Count how many lines in the rows below contain the string "woman". Reply with that number alone.

__Provided information__
|---|
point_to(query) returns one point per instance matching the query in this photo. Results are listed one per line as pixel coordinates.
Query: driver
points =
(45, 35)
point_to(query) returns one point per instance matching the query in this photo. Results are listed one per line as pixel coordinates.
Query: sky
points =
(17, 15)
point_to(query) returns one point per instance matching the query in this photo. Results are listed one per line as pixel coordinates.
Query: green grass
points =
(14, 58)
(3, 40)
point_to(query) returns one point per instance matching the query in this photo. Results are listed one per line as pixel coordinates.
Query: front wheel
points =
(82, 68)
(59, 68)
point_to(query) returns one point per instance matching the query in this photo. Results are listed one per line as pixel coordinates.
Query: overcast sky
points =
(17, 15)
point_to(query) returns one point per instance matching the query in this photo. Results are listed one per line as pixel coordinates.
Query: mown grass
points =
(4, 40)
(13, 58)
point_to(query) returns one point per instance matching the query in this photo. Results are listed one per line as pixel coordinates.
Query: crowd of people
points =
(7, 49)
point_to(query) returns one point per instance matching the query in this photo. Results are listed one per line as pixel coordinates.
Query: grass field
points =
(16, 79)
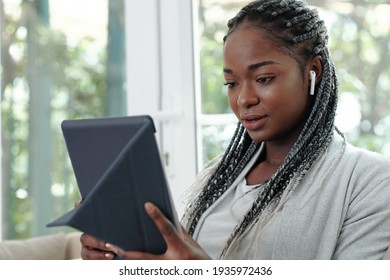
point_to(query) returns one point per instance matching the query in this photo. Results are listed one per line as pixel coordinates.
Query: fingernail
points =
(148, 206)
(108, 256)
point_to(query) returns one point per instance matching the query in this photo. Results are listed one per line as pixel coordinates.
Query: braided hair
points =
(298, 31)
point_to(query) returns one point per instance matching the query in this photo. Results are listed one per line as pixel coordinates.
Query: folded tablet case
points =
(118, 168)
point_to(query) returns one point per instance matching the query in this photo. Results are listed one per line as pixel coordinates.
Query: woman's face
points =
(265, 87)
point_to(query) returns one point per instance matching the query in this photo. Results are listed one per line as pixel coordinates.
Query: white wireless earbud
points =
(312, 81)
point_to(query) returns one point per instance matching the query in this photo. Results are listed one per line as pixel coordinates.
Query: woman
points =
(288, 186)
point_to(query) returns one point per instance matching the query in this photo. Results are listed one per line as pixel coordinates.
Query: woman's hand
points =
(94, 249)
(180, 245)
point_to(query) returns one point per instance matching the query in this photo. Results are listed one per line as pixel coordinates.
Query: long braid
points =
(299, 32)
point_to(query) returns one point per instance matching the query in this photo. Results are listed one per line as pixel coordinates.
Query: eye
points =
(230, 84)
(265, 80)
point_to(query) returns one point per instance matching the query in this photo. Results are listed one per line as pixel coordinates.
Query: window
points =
|---|
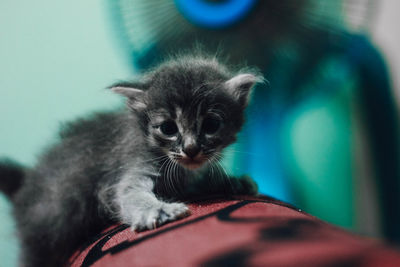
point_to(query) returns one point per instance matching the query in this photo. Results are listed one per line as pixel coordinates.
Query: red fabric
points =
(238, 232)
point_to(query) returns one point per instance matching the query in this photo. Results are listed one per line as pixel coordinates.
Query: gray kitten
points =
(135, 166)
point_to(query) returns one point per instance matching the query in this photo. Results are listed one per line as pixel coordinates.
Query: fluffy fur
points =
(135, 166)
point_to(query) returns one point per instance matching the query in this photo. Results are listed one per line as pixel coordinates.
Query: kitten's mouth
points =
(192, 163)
|---|
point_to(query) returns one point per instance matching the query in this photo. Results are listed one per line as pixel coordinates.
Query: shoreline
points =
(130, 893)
|---|
__Answer for the task__
3